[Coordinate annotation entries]
==*==

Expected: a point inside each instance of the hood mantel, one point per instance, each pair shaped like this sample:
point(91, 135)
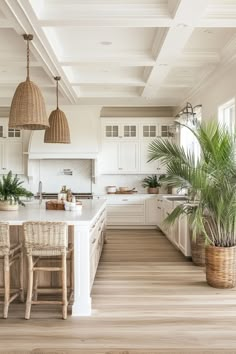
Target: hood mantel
point(84, 139)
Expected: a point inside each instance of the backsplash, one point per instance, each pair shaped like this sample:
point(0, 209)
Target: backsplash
point(75, 174)
point(130, 181)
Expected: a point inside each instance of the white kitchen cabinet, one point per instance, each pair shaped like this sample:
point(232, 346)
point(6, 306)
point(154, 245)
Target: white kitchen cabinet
point(128, 156)
point(97, 237)
point(119, 157)
point(113, 130)
point(11, 149)
point(151, 210)
point(125, 210)
point(132, 137)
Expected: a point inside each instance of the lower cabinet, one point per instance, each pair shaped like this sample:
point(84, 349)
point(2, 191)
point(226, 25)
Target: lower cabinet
point(178, 233)
point(131, 211)
point(97, 237)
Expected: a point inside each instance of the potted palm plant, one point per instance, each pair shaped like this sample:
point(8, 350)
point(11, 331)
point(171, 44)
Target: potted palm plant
point(211, 208)
point(11, 191)
point(152, 183)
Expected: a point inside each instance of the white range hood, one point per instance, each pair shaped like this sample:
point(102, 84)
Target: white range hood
point(83, 146)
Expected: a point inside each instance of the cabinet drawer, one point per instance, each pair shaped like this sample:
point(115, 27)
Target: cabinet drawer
point(125, 210)
point(125, 201)
point(126, 220)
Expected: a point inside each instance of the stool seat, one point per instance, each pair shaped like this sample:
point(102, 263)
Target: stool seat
point(46, 240)
point(9, 254)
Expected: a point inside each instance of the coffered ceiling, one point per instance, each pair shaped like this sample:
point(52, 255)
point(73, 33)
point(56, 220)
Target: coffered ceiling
point(116, 52)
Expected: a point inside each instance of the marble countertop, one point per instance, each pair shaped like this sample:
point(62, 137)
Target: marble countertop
point(33, 211)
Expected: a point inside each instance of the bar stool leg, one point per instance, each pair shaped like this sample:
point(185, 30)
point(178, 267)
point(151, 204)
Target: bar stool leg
point(64, 288)
point(71, 273)
point(30, 287)
point(35, 291)
point(6, 286)
point(22, 295)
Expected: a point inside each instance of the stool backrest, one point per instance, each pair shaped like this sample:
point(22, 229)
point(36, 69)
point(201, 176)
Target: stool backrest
point(45, 236)
point(4, 239)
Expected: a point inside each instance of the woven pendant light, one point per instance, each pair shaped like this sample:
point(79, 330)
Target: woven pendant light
point(28, 109)
point(59, 132)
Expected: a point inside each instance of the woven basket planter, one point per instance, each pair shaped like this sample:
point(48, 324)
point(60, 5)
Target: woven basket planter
point(7, 206)
point(198, 250)
point(221, 267)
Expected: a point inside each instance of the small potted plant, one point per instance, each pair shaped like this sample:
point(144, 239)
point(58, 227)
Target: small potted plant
point(11, 191)
point(152, 183)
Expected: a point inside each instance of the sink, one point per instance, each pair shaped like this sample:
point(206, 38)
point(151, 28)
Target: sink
point(179, 197)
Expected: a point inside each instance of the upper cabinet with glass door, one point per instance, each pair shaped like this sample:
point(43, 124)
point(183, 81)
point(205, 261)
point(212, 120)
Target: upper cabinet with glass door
point(112, 130)
point(152, 131)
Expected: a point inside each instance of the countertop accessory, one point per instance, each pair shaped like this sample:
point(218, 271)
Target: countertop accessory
point(111, 189)
point(59, 131)
point(28, 109)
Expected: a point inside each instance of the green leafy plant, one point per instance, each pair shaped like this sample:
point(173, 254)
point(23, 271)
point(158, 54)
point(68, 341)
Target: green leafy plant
point(11, 189)
point(210, 179)
point(151, 182)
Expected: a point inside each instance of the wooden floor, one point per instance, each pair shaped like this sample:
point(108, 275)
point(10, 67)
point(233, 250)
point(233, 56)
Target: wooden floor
point(147, 299)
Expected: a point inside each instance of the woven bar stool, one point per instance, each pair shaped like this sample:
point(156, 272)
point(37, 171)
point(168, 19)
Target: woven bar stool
point(45, 240)
point(9, 254)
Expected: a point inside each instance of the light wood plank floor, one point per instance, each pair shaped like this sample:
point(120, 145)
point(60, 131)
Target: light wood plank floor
point(147, 299)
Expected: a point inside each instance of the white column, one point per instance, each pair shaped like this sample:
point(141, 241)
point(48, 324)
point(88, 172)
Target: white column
point(82, 299)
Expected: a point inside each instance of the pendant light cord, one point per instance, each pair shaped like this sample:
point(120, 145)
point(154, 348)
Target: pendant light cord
point(57, 95)
point(27, 78)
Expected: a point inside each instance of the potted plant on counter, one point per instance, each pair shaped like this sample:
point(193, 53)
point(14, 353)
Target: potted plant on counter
point(211, 181)
point(152, 183)
point(11, 191)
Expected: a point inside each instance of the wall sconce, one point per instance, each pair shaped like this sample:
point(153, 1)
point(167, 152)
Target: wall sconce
point(188, 115)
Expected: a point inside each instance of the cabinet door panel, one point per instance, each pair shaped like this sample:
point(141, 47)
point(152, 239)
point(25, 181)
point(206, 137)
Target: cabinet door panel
point(151, 211)
point(128, 156)
point(145, 166)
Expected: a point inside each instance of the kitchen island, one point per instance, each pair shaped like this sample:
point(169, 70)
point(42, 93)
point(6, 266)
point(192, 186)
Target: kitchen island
point(88, 237)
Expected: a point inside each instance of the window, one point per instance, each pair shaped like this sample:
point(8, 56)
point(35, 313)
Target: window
point(226, 115)
point(112, 131)
point(188, 139)
point(149, 131)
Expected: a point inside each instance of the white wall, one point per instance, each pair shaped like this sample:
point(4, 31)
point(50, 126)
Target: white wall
point(220, 88)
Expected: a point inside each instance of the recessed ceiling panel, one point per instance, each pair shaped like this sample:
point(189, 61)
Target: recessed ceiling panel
point(106, 91)
point(103, 74)
point(209, 38)
point(76, 42)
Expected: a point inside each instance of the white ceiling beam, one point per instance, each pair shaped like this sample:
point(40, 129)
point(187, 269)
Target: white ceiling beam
point(23, 17)
point(109, 22)
point(173, 41)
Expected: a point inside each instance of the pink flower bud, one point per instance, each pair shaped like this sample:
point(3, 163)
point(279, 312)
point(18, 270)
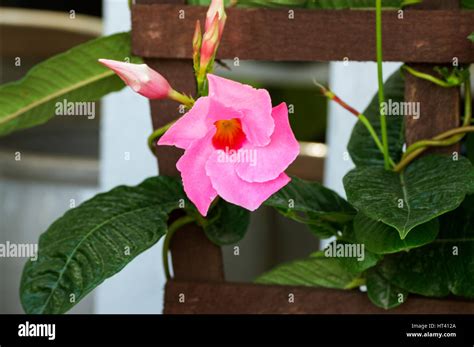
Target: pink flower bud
point(210, 42)
point(197, 40)
point(216, 7)
point(141, 78)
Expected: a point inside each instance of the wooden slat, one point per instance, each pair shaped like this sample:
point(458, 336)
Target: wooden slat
point(194, 256)
point(268, 34)
point(243, 298)
point(439, 107)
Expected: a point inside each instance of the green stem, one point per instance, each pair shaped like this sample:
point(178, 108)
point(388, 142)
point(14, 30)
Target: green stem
point(372, 132)
point(407, 159)
point(428, 77)
point(383, 121)
point(181, 98)
point(175, 226)
point(467, 103)
point(153, 138)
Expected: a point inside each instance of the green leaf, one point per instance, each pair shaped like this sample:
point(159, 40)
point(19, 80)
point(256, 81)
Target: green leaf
point(470, 147)
point(320, 270)
point(323, 210)
point(353, 257)
point(362, 148)
point(429, 187)
point(226, 223)
point(383, 293)
point(468, 4)
point(74, 76)
point(442, 267)
point(382, 239)
point(313, 272)
point(95, 241)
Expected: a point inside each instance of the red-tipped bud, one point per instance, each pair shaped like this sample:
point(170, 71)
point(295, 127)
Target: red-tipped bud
point(141, 78)
point(197, 40)
point(216, 8)
point(210, 42)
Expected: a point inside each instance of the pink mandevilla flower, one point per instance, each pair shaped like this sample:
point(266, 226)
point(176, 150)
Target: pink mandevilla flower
point(236, 146)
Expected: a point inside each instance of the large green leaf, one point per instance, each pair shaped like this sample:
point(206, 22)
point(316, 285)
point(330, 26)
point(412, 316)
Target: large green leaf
point(317, 4)
point(226, 223)
point(321, 271)
point(96, 240)
point(383, 293)
point(312, 272)
point(382, 239)
point(323, 210)
point(74, 76)
point(429, 187)
point(361, 146)
point(442, 267)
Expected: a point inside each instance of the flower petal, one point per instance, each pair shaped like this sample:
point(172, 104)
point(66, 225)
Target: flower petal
point(233, 189)
point(196, 184)
point(255, 104)
point(270, 161)
point(195, 124)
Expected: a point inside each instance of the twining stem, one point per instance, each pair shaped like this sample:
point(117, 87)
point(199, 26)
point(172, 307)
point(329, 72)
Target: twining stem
point(153, 138)
point(331, 96)
point(181, 98)
point(383, 120)
point(372, 132)
point(447, 138)
point(450, 141)
point(428, 77)
point(175, 226)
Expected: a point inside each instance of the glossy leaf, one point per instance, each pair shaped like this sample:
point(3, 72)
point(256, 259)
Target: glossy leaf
point(361, 146)
point(323, 210)
point(73, 76)
point(96, 240)
point(226, 223)
point(383, 293)
point(381, 238)
point(429, 187)
point(443, 267)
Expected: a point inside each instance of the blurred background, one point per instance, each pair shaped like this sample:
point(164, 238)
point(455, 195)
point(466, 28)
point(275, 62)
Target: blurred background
point(46, 170)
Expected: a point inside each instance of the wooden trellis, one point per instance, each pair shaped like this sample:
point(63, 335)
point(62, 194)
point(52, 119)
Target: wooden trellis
point(435, 32)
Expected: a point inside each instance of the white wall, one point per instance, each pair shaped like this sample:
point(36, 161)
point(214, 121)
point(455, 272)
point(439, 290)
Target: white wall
point(355, 83)
point(126, 124)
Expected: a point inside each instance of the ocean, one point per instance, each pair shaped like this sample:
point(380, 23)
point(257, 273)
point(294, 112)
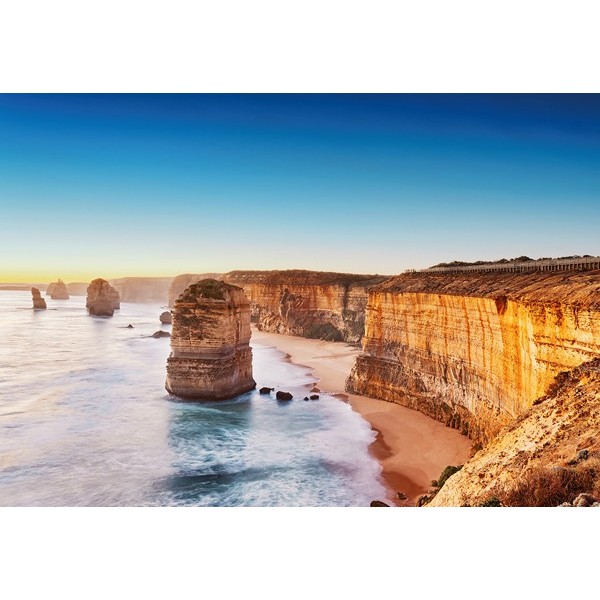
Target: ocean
point(85, 421)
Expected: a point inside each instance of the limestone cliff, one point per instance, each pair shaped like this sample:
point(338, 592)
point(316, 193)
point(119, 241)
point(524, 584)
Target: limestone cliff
point(472, 350)
point(549, 455)
point(102, 299)
point(210, 354)
point(143, 289)
point(310, 304)
point(182, 282)
point(57, 290)
point(38, 302)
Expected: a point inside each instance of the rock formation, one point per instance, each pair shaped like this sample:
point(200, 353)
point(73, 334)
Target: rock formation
point(311, 304)
point(475, 350)
point(38, 302)
point(547, 457)
point(143, 289)
point(210, 354)
point(102, 299)
point(57, 290)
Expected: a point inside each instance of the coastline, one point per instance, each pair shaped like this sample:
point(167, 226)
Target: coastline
point(411, 448)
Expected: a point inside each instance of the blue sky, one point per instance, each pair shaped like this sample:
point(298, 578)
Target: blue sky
point(115, 185)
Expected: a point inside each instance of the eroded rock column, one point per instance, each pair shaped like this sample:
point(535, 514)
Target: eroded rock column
point(211, 358)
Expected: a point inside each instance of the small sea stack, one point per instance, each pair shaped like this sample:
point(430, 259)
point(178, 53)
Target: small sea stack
point(166, 318)
point(38, 302)
point(102, 299)
point(57, 290)
point(211, 358)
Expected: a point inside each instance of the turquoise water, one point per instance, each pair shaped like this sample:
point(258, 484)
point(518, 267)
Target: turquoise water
point(85, 421)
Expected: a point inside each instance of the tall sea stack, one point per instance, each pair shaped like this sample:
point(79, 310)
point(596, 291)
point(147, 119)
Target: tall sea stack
point(102, 299)
point(38, 302)
point(210, 354)
point(57, 290)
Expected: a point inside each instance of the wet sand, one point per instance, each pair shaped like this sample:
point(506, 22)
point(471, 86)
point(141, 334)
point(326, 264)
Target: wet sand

==*==

## What the task requires
Copy everything from the very start of the rows down to the line containing "point(132, 137)", keeping both ends and matching every line character for character. Leave the pictures out.

## Answer in full
Expected: a point inside each instance of the hood mantel, one point per instance, each pair shaped like this sample:
point(91, 135)
Target: hood mantel
point(84, 139)
Expected: a point inside each instance of the backsplash, one point per instance, each pair shaped like this sample:
point(0, 209)
Target: backsplash
point(75, 174)
point(130, 181)
Expected: a point inside each instance of the white kitchen cabinet, one point per instance, each pair shaped like this sample:
point(232, 346)
point(6, 306)
point(154, 245)
Target: white kitchen cabinet
point(128, 156)
point(97, 237)
point(119, 157)
point(113, 130)
point(11, 149)
point(151, 210)
point(125, 210)
point(132, 137)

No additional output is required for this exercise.